▸ The exercise
Quote the lines from the line holding "Every instance of the person" to the very end of the listing, exactly, and no others.

[START OF Materials provided]

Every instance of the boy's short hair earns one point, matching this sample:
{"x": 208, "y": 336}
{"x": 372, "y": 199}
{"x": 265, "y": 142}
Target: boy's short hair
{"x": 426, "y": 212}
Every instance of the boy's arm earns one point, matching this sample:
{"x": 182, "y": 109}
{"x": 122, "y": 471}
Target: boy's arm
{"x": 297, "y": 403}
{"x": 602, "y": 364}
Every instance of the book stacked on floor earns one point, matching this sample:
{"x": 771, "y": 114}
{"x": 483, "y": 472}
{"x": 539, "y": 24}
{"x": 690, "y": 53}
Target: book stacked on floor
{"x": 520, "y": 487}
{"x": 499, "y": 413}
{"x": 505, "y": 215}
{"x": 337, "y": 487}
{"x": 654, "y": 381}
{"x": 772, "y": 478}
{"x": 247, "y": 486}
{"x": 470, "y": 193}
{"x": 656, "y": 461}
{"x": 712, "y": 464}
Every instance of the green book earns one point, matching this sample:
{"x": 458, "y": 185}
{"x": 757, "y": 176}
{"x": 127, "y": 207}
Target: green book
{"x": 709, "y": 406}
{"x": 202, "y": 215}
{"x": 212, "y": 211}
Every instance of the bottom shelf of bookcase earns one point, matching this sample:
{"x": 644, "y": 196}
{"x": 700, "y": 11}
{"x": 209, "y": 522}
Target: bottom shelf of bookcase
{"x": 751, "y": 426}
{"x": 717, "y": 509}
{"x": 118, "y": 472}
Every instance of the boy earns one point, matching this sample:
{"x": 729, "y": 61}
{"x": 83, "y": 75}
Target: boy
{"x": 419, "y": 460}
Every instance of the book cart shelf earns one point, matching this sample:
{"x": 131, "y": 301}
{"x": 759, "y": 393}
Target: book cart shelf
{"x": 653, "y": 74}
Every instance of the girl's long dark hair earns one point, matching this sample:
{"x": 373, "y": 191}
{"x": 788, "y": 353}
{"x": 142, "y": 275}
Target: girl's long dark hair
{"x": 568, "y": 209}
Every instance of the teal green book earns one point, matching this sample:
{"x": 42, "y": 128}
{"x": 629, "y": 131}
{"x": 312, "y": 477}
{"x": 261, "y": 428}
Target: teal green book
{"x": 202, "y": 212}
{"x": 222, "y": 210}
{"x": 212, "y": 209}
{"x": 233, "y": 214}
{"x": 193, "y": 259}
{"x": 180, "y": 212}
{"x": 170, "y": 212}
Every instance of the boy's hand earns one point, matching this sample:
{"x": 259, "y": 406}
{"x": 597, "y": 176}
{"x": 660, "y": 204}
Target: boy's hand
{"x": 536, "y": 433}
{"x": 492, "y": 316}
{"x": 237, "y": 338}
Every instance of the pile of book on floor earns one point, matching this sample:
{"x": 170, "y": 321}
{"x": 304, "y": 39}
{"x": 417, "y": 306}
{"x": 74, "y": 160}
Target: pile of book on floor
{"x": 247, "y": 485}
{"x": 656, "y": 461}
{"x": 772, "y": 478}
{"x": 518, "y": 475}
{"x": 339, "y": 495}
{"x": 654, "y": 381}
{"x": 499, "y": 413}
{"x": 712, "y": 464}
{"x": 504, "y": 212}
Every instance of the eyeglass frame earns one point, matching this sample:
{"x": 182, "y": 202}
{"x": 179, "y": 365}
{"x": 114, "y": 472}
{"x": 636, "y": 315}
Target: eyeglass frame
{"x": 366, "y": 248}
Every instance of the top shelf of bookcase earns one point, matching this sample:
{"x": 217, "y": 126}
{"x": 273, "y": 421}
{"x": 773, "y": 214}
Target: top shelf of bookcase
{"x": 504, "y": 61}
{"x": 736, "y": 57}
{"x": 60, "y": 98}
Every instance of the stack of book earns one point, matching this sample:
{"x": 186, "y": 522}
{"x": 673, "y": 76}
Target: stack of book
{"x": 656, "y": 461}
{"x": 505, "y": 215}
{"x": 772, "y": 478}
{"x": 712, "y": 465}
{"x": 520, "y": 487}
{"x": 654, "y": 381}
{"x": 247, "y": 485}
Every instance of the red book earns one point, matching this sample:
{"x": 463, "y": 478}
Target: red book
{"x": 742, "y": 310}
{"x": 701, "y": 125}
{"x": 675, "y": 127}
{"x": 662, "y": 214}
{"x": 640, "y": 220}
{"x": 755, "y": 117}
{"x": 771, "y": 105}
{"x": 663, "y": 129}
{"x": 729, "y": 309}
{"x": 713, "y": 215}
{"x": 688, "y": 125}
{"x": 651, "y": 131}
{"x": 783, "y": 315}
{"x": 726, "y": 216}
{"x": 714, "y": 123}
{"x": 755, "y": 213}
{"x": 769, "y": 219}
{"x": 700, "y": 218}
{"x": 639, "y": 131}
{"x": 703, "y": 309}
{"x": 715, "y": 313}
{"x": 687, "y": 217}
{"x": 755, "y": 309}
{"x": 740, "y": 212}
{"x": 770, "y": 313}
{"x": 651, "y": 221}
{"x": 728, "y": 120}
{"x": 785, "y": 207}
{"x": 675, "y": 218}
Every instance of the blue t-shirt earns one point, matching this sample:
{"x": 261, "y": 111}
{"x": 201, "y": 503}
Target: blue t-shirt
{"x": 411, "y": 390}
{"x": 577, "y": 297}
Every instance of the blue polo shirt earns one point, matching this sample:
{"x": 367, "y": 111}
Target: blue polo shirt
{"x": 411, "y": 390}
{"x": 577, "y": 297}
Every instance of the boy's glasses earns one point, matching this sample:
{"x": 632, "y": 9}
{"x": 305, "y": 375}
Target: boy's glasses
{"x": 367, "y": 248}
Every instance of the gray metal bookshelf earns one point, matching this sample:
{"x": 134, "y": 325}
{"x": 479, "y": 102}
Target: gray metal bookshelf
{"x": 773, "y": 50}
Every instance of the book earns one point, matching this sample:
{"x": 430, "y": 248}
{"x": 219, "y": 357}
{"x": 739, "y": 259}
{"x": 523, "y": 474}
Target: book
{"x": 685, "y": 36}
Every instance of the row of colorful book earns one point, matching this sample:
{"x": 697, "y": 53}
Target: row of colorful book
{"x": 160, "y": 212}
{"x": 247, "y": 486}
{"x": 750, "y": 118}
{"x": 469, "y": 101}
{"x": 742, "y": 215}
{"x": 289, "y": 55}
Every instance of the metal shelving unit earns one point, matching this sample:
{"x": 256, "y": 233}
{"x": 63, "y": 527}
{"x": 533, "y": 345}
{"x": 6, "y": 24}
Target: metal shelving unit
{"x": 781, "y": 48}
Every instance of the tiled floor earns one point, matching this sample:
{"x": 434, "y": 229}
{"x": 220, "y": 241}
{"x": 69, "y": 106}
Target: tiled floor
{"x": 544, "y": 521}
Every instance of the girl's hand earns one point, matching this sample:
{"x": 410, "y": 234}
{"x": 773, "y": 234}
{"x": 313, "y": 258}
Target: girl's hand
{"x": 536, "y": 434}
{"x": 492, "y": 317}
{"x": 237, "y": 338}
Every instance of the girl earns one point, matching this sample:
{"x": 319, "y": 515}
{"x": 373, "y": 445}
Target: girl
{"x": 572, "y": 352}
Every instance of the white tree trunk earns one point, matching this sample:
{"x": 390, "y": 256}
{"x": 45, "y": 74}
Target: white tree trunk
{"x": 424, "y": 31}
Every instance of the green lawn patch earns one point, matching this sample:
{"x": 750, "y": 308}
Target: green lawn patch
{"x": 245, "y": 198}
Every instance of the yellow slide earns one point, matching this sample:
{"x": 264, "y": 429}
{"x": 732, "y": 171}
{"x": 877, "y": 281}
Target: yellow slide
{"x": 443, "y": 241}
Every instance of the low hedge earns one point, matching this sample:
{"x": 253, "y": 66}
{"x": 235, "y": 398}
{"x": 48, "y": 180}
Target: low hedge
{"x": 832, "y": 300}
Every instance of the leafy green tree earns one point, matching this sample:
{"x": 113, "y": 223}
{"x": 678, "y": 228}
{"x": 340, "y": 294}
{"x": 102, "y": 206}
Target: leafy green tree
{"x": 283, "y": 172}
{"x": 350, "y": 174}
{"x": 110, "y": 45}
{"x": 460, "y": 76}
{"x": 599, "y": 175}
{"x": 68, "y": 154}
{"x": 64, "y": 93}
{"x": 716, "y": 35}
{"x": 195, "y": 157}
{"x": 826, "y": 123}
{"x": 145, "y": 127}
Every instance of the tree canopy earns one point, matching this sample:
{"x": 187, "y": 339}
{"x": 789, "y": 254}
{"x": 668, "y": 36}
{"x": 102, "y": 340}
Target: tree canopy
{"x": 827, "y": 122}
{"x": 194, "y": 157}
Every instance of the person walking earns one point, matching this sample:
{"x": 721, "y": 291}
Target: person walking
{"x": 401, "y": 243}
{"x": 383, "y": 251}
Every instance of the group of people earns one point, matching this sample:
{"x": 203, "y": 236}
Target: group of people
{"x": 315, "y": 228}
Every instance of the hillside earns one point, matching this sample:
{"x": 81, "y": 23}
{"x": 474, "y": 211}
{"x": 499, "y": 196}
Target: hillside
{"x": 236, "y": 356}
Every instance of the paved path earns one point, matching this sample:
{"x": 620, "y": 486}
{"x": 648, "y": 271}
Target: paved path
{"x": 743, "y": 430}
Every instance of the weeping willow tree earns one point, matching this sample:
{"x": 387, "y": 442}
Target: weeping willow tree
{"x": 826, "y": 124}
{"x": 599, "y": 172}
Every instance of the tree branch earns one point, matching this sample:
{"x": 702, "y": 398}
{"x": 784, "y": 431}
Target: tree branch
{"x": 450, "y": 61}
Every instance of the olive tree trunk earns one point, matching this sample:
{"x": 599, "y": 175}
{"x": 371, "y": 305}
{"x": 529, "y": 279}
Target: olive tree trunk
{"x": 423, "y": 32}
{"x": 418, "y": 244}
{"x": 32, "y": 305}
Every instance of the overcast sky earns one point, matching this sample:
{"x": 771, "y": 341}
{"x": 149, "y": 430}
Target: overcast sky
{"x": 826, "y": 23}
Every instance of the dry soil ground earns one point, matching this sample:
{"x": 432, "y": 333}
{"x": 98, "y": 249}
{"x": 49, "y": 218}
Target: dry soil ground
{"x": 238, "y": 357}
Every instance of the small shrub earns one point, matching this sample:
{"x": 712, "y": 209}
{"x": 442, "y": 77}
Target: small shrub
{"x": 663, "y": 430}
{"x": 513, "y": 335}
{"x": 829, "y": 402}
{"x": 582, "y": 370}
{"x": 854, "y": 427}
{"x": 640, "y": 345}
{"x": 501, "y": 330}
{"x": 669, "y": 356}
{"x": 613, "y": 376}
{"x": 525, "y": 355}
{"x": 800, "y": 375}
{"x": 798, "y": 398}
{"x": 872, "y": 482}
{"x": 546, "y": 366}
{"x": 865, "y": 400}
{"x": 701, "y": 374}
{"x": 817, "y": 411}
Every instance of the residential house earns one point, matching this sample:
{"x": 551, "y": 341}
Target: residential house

[END OF Materials provided]

▸ Written solution
Every instance of the person walking earns one point, matching this sample:
{"x": 721, "y": 291}
Target: person walking
{"x": 401, "y": 243}
{"x": 383, "y": 251}
Every instance of the group of people earns one point, matching this sample:
{"x": 203, "y": 236}
Target: group of people
{"x": 315, "y": 228}
Every instance of the hillside earns one point, matching this sample:
{"x": 81, "y": 23}
{"x": 474, "y": 211}
{"x": 499, "y": 196}
Target: hillside
{"x": 236, "y": 356}
Every instance of the paved path earns one point, matching this sample:
{"x": 620, "y": 486}
{"x": 648, "y": 271}
Target: paved path
{"x": 743, "y": 430}
Every instance of the weeping willow tree earns one point, matching this sample:
{"x": 387, "y": 442}
Target: weeping willow tree
{"x": 826, "y": 124}
{"x": 599, "y": 172}
Every instance of the tree branch earns one point, matching this sample:
{"x": 702, "y": 398}
{"x": 784, "y": 431}
Target: tree branch
{"x": 450, "y": 61}
Every instance of the olive tree trunk earns one point, matching this sample:
{"x": 599, "y": 175}
{"x": 371, "y": 305}
{"x": 529, "y": 279}
Target: olive tree trunk
{"x": 423, "y": 32}
{"x": 418, "y": 244}
{"x": 32, "y": 305}
Every instance of the overcast sky earns one point, matching this sample:
{"x": 771, "y": 341}
{"x": 149, "y": 430}
Target: overcast sky
{"x": 826, "y": 23}
Every instance of the dry soil ground earns one point, matching this sample:
{"x": 432, "y": 333}
{"x": 98, "y": 249}
{"x": 49, "y": 218}
Target: dry soil ground
{"x": 238, "y": 357}
Every instance of the small shrub earns one point, matching this sample:
{"x": 712, "y": 209}
{"x": 442, "y": 77}
Target: small shrub
{"x": 663, "y": 430}
{"x": 513, "y": 335}
{"x": 829, "y": 402}
{"x": 582, "y": 370}
{"x": 854, "y": 427}
{"x": 640, "y": 345}
{"x": 501, "y": 330}
{"x": 669, "y": 356}
{"x": 613, "y": 376}
{"x": 525, "y": 355}
{"x": 800, "y": 375}
{"x": 798, "y": 398}
{"x": 872, "y": 482}
{"x": 546, "y": 366}
{"x": 865, "y": 400}
{"x": 701, "y": 374}
{"x": 817, "y": 411}
Every instance of the residential house earns one point, matching this sample:
{"x": 551, "y": 341}
Target: residential house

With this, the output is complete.